▶ Work task
Read through the entries below and copy each line where "town" turns up.

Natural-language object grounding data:
------------------------------------------------------------

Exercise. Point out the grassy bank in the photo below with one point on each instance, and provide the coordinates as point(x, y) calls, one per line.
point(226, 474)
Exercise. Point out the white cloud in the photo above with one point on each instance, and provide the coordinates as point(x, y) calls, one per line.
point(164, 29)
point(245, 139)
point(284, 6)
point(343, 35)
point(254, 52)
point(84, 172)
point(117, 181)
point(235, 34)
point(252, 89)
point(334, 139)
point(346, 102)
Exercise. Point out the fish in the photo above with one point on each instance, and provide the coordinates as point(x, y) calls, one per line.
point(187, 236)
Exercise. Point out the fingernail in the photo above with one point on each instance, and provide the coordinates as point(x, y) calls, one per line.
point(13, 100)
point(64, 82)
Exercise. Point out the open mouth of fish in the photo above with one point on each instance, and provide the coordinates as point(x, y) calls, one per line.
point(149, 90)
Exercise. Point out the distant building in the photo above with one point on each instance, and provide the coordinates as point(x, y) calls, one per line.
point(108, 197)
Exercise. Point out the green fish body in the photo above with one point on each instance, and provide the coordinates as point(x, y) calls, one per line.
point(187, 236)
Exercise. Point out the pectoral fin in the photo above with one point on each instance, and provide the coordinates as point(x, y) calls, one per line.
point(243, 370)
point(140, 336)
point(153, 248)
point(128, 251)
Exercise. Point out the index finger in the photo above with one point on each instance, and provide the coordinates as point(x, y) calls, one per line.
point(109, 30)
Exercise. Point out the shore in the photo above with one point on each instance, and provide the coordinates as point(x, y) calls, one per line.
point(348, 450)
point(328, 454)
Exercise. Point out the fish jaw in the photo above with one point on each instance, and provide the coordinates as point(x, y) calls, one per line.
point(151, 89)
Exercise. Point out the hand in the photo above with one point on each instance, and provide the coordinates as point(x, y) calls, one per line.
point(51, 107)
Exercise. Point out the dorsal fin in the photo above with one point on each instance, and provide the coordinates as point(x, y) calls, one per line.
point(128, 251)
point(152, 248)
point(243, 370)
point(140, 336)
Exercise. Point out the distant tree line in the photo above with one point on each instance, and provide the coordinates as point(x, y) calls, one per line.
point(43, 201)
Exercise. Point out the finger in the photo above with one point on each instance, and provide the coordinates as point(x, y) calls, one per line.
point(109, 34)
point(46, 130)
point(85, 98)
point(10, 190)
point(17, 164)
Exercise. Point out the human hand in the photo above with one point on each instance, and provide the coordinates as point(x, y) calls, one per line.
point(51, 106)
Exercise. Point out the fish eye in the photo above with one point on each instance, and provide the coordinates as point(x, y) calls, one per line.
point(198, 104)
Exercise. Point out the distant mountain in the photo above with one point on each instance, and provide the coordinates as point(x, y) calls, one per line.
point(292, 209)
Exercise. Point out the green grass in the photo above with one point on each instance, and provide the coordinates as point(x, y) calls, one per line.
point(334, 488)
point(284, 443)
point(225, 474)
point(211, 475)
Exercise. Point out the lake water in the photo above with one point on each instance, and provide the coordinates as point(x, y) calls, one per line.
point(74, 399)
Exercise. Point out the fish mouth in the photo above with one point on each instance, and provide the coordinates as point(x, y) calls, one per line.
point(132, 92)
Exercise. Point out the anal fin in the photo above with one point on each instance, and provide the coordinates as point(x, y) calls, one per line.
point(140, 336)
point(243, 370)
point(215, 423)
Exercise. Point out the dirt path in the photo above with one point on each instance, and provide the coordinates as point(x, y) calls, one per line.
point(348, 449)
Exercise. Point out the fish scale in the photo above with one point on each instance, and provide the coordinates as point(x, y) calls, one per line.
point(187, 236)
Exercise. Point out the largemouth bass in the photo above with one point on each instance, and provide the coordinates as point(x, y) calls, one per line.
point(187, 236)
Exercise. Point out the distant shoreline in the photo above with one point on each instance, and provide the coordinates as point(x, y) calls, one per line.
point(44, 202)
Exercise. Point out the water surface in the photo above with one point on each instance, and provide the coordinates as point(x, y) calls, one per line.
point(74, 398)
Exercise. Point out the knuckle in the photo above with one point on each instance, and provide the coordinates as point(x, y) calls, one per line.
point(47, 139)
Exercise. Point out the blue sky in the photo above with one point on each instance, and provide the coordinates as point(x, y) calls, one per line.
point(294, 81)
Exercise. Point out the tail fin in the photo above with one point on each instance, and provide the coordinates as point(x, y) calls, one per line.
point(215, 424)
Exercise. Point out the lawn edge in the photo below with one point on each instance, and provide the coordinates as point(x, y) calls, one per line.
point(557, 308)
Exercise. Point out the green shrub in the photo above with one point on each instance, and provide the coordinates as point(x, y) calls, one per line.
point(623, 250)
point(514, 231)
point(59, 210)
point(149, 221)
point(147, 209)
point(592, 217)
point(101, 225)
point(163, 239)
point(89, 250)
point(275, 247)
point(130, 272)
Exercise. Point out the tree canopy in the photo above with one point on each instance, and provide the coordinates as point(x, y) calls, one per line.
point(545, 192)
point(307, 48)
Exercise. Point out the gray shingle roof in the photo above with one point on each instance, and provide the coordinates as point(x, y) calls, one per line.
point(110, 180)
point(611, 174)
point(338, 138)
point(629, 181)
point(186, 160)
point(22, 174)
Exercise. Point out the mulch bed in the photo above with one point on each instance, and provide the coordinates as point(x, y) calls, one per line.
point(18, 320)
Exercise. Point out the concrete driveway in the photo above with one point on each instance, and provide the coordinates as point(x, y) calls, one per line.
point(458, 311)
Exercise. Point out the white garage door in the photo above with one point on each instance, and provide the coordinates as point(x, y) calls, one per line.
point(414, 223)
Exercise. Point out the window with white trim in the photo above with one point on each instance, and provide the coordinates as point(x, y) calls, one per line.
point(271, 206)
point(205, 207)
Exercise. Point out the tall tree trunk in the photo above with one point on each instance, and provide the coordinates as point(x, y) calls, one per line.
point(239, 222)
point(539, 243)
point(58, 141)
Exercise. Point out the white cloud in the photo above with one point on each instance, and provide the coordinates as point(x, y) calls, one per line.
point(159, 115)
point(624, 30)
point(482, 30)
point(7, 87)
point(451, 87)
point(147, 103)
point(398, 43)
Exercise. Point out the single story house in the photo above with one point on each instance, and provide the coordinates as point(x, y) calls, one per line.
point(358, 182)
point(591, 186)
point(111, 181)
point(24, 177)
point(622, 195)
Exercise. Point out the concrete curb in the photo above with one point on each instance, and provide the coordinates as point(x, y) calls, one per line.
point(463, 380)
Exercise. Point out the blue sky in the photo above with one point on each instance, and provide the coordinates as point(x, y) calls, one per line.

------------------------------------------------------------

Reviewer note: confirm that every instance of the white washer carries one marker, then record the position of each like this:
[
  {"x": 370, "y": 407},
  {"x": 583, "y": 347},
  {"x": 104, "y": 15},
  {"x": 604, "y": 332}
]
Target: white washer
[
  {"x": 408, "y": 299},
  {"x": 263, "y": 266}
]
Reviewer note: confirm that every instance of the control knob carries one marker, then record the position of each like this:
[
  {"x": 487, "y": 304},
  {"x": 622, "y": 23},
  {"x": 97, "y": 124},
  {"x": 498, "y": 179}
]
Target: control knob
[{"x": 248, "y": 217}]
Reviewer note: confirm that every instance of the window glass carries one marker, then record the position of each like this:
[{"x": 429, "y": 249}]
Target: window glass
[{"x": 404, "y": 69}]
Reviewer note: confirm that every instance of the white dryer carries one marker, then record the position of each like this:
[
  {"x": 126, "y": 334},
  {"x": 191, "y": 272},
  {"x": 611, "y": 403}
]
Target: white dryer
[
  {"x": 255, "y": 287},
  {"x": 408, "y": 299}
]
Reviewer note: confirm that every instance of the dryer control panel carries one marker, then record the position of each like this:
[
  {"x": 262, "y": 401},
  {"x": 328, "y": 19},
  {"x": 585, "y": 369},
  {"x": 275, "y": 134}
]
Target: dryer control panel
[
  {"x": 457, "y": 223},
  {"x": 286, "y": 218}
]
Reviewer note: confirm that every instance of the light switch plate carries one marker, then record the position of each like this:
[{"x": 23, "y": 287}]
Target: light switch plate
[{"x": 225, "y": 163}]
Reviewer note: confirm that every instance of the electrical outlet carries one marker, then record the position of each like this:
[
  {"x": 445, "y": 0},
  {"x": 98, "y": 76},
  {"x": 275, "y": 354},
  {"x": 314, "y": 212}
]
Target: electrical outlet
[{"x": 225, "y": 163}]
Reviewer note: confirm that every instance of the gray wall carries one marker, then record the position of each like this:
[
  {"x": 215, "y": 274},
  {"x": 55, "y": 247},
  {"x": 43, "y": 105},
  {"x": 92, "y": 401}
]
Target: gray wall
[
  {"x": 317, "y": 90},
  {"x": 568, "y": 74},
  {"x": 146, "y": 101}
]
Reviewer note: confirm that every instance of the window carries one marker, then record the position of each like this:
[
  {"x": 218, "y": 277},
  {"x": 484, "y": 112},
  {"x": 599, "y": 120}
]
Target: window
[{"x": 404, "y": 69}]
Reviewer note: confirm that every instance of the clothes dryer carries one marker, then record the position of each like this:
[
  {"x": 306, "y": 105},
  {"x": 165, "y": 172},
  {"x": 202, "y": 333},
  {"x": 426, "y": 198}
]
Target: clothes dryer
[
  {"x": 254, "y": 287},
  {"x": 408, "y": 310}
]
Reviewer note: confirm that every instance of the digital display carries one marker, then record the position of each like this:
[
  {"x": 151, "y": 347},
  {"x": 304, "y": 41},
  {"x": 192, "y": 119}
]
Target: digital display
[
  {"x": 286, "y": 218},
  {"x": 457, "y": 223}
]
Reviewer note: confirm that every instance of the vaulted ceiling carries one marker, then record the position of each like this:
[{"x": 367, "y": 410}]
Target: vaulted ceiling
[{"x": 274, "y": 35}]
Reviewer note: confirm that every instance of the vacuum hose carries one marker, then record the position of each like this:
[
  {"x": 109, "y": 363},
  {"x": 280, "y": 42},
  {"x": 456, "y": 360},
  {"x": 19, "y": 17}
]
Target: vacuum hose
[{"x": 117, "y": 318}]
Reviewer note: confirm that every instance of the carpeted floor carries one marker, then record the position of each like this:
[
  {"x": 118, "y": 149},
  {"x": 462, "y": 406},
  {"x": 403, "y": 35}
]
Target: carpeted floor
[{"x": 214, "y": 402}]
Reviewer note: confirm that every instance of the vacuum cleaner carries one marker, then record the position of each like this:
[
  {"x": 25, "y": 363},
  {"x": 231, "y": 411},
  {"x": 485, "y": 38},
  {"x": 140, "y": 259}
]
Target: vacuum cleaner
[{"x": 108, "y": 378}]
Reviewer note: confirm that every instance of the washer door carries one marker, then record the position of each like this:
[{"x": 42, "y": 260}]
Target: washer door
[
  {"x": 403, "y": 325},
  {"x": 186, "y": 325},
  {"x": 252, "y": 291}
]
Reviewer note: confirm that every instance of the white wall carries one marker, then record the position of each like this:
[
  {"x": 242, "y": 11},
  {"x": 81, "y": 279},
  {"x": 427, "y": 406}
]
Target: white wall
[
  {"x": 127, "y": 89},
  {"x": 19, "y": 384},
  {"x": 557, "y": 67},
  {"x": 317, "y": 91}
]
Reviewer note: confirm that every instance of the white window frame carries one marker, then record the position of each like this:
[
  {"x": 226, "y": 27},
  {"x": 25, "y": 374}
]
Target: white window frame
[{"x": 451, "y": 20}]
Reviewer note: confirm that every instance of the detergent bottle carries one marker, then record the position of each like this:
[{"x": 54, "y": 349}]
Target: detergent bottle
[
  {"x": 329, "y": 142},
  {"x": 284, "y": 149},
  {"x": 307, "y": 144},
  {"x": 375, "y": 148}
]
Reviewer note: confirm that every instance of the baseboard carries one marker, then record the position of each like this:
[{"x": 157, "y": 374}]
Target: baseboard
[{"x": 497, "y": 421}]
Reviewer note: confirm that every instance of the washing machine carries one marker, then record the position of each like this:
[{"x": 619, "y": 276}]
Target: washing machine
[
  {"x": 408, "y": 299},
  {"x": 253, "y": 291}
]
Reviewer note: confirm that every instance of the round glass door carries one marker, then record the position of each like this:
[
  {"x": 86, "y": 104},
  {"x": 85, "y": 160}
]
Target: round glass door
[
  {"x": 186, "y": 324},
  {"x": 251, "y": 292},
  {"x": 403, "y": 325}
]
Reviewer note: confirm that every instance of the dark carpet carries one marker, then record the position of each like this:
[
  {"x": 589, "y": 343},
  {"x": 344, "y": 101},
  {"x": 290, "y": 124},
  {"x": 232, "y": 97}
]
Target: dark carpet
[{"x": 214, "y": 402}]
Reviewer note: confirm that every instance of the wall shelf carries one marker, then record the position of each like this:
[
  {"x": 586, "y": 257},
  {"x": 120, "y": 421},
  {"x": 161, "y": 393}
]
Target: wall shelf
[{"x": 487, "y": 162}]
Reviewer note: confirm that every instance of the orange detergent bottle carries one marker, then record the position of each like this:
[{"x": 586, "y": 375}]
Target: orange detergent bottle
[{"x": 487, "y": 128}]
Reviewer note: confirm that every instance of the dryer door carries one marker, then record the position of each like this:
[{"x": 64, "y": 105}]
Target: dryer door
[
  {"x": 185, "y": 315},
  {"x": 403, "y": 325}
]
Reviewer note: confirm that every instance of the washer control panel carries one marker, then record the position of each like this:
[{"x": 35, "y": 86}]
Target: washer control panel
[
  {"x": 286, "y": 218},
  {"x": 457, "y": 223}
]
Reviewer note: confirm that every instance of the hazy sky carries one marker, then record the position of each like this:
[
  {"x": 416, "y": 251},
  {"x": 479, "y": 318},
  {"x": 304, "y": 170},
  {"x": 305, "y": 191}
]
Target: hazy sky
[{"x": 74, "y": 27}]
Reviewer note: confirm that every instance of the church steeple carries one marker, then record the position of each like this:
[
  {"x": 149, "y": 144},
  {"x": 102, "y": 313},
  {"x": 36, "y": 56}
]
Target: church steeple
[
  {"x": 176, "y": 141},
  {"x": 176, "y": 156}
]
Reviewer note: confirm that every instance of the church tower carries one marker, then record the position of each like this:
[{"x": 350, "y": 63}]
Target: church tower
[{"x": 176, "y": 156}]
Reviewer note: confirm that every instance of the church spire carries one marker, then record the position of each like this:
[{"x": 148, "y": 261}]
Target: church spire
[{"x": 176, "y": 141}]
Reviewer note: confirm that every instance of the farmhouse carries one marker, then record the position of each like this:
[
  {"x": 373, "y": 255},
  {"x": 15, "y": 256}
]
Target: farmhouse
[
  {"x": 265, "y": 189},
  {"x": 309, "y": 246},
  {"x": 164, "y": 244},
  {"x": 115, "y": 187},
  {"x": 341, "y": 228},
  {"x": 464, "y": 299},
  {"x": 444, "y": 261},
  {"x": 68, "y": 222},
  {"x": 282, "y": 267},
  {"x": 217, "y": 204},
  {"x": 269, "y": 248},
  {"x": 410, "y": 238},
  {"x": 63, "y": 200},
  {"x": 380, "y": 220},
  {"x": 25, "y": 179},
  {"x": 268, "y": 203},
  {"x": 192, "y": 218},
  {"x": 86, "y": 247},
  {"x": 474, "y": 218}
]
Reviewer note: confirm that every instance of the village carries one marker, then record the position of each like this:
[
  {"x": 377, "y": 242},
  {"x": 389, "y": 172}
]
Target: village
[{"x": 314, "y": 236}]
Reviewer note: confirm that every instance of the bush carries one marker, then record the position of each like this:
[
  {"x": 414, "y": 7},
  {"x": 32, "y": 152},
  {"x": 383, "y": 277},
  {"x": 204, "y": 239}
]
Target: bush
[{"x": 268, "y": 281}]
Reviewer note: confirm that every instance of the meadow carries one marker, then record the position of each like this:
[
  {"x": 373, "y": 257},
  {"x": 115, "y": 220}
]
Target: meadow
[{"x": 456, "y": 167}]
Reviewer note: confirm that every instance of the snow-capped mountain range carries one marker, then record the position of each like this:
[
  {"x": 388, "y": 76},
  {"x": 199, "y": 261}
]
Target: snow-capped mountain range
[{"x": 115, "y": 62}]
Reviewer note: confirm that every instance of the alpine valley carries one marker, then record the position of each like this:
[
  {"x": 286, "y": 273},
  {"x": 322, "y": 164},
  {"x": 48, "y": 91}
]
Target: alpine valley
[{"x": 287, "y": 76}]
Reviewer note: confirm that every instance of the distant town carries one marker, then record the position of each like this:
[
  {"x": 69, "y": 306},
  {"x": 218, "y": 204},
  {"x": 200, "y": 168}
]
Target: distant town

------------------------------------------------------------

▶ Result
Reviewer note: confirm that every instance of the distant town carries one marker, then record the position of each like this:
Target: distant town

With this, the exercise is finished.